• FRAGMENTO PARA LEER:
•••

Xavier Díez de Urdanivia

Ante la emergencia pandémica se dijo que estábamos preparados para enfrentarla, por lo que no había razón para alarmarse y que solo sería una tragedia, dijo el subsecretario López-Gatell, si las cifras de personas fallecidas alcanzaban 60 mil. Puesto que ya se ha rebasado esa cifra hasta llegar a más del doble, según las cifras oficiales (que muchos especialistas cuestionan mientras hacen proyecciones que casi las triplican) ¿es porque fracasó la estrategia, o porque el objeto de la diseñada no era el que suponíamos?

Si de la salud se tratara, es claro que no ha resultado eficaz; si esa variable se sustituye por un objetivo electoral, las cosas comienzan a tener sentido.

Las apariencias inducen a pensar que se distorsionó la perspectiva y se desvío la acción, pues la ocasión ofrecía, para algunos, una buena oportunidad para acelerar el proceso de concentración del poder y reforzar el capital electoral que se había atesorado en las dos décadas anteriores. Solo así sería posible reconocer una estrategia, se entenderían sus tácticas y campañas y se explicaría buena parte de las decisiones tomadas y las acciones desplegadas.

•••

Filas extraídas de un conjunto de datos

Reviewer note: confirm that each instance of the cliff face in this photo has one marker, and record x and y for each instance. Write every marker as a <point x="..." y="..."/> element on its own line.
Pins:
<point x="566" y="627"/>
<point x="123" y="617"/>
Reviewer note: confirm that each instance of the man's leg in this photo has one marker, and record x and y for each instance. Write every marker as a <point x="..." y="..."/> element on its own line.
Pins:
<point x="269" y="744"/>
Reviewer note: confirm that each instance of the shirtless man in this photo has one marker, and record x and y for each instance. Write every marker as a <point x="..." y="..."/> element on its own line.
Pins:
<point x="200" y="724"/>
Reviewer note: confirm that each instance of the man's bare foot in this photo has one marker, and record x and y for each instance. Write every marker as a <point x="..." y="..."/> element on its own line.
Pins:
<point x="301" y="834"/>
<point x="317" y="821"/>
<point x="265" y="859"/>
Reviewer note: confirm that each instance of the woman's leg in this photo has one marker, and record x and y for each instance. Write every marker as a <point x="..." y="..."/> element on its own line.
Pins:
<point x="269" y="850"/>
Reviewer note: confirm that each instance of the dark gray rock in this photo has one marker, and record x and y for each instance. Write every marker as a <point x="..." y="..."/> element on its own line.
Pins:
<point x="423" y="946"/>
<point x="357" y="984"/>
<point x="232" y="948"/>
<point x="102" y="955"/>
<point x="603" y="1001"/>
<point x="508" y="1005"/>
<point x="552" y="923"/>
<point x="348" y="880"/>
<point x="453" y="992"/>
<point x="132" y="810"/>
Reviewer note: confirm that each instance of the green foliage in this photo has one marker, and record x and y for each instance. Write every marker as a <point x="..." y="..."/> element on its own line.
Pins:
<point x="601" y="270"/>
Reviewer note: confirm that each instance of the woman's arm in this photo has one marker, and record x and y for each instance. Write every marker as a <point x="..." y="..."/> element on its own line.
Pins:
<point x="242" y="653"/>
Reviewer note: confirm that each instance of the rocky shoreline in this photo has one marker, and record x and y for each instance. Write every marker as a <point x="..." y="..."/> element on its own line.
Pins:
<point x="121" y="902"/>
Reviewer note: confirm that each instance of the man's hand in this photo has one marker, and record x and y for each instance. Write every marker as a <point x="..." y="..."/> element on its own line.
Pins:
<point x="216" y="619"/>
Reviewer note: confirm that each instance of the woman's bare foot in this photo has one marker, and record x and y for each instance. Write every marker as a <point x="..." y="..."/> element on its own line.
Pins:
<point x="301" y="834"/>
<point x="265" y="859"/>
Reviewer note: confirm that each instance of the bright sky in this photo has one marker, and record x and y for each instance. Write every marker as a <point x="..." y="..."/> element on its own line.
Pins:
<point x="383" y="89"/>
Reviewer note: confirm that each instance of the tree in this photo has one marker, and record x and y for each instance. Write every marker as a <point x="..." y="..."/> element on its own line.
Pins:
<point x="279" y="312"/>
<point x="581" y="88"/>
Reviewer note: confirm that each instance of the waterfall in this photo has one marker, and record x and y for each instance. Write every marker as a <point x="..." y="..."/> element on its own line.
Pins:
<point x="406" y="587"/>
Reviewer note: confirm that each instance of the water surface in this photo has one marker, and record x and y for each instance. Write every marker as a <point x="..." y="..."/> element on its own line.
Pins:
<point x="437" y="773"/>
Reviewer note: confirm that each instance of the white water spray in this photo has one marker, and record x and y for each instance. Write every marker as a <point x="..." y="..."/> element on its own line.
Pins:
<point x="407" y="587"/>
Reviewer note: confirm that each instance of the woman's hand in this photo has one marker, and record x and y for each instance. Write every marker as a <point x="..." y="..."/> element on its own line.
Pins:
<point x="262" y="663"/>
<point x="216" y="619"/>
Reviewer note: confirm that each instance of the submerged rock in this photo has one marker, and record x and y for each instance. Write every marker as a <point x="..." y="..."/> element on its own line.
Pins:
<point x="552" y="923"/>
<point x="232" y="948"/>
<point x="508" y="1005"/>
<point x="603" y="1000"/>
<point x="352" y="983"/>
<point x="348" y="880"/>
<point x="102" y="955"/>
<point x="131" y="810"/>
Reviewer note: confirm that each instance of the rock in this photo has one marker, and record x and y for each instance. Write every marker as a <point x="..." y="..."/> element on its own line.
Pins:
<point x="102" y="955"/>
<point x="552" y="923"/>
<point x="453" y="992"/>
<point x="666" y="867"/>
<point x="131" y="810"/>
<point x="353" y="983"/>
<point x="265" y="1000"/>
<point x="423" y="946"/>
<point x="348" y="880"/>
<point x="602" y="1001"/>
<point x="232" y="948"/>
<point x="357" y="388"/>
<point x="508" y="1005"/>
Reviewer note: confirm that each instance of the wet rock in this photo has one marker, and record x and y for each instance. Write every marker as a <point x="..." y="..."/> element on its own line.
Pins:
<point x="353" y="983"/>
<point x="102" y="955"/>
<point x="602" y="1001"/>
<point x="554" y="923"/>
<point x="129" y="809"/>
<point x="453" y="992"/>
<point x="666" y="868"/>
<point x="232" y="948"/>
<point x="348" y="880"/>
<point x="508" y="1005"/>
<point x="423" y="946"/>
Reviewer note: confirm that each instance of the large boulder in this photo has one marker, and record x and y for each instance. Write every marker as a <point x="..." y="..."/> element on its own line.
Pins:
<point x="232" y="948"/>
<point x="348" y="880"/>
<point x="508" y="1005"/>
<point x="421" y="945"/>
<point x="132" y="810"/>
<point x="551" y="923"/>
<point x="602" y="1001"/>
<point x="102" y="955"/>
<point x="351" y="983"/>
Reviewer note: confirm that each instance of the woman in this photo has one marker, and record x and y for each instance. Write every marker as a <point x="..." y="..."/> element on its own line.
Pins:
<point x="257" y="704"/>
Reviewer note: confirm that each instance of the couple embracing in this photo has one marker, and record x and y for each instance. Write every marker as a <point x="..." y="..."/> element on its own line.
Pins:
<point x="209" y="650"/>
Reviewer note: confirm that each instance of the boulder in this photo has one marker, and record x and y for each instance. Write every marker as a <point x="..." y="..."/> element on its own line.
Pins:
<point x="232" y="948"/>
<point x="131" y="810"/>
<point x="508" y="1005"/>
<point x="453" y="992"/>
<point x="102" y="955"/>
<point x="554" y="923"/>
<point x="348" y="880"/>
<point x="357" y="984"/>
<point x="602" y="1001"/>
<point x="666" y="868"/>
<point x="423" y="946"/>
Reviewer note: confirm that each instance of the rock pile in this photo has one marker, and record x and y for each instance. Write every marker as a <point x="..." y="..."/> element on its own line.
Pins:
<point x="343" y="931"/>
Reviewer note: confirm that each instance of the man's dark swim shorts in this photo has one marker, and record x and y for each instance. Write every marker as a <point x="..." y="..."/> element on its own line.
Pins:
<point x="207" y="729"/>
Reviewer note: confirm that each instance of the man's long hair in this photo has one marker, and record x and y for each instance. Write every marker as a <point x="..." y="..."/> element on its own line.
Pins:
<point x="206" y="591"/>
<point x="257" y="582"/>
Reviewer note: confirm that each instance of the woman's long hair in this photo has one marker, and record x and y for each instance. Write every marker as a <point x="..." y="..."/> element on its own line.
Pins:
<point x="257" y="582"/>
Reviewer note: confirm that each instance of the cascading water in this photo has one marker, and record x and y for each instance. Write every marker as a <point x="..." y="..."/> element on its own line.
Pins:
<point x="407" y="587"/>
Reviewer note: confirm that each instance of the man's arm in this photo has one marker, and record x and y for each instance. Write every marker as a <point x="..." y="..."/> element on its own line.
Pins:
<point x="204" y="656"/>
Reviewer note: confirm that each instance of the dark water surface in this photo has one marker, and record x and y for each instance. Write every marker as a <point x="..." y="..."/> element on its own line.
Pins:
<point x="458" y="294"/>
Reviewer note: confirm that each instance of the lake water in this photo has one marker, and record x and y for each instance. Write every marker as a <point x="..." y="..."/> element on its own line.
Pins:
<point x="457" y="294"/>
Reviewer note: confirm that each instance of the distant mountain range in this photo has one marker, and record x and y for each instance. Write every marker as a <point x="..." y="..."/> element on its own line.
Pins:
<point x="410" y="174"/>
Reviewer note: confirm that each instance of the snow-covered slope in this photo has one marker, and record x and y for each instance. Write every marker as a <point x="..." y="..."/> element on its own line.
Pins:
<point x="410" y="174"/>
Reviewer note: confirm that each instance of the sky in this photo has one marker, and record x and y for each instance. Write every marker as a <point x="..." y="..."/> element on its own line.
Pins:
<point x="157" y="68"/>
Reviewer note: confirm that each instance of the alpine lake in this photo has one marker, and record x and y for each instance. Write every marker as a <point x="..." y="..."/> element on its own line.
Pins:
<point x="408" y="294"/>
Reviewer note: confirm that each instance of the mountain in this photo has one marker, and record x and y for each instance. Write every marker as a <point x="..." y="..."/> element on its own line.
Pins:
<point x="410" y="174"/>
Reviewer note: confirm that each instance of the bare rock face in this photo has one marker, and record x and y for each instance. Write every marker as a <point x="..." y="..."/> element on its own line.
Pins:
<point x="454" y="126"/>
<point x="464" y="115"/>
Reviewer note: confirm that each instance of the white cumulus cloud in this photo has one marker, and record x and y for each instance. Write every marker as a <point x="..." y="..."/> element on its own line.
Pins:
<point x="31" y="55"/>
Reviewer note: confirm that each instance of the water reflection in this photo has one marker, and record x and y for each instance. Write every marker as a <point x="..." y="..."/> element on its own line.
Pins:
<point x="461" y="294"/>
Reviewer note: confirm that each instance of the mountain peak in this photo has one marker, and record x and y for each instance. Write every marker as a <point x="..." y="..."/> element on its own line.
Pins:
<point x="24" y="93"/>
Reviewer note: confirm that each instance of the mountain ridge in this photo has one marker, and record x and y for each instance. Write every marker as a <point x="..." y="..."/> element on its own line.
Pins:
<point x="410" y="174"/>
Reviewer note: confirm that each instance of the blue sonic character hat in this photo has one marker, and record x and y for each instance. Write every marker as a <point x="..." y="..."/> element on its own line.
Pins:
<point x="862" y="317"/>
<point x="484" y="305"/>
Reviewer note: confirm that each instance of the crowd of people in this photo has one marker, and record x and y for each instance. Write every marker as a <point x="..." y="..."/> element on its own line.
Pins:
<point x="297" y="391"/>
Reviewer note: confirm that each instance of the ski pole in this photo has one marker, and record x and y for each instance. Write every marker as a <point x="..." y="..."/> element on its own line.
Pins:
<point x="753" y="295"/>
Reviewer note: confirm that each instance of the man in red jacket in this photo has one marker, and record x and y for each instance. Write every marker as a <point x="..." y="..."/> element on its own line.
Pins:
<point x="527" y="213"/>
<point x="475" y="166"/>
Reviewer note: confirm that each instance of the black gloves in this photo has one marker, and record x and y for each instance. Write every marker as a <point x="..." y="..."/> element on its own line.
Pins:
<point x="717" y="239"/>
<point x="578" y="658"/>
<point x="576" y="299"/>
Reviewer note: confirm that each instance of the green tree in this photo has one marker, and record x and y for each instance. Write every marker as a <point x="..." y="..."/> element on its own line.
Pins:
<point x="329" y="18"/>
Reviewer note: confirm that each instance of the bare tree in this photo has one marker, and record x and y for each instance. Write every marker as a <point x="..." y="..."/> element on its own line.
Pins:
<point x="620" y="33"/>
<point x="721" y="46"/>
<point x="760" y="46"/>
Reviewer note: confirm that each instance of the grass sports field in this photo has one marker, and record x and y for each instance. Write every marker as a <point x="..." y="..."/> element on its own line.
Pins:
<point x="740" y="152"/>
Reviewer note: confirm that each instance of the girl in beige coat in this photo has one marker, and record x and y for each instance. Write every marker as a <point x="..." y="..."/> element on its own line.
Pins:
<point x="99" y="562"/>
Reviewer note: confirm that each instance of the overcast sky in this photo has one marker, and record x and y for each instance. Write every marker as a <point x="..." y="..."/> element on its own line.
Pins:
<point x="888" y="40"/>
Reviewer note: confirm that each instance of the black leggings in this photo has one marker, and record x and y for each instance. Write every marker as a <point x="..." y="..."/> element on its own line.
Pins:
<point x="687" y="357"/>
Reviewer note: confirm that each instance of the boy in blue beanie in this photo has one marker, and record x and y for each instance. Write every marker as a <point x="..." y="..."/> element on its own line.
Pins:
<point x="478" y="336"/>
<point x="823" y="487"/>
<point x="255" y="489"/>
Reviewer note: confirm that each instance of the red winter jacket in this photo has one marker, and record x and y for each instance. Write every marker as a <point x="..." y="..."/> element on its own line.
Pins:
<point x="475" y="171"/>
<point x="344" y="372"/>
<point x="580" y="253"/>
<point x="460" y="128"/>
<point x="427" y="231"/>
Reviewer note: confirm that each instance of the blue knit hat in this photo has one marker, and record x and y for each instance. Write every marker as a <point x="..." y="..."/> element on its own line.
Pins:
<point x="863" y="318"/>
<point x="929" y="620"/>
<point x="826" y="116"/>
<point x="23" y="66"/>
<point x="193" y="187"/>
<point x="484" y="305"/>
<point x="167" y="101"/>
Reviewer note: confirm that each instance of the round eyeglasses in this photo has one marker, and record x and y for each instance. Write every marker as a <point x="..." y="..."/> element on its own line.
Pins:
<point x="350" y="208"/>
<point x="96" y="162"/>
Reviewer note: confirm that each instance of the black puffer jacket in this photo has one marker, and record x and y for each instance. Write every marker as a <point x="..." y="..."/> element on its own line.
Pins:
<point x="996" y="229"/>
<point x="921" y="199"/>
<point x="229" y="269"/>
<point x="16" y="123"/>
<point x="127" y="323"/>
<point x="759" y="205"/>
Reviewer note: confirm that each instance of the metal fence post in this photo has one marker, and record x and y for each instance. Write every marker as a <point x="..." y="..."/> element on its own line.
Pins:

•••

• DESCRIPCIÓN DEL EJERCICIO: Transcribe completo y sin ningún cambio el texto sobre la estrategia ante la pandemia. Las filas no tienen relación alguna con el texto sobre la estrategia ante la pandemia.

• RESULTADO DEL EJERCICIO:
Xavier Díez de Urdanivia

Ante la emergencia pandémica se dijo que estábamos preparados para enfrentarla, por lo que no había razón para alarmarse y que solo sería una tragedia, dijo el subsecretario López-Gatell, si las cifras de personas fallecidas alcanzaban 60 mil. Puesto que ya se ha rebasado esa cifra hasta llegar a más del doble, según las cifras oficiales (que muchos especialistas cuestionan mientras hacen proyecciones que casi las triplican) ¿es porque fracasó la estrategia, o porque el objeto de la diseñada no era el que suponíamos?

Si de la salud se tratara, es claro que no ha resultado eficaz; si esa variable se sustituye por un objetivo electoral, las cosas comienzan a tener sentido.

Las apariencias inducen a pensar que se distorsionó la perspectiva y se desvío la acción, pues la ocasión ofrecía, para algunos, una buena oportunidad para acelerar el proceso de concentración del poder y reforzar el capital electoral que se había atesorado en las dos décadas anteriores. Solo así sería posible reconocer una estrategia, se entenderían sus tácticas y campañas y se explicaría buena parte de las decisiones tomadas y las acciones desplegadas.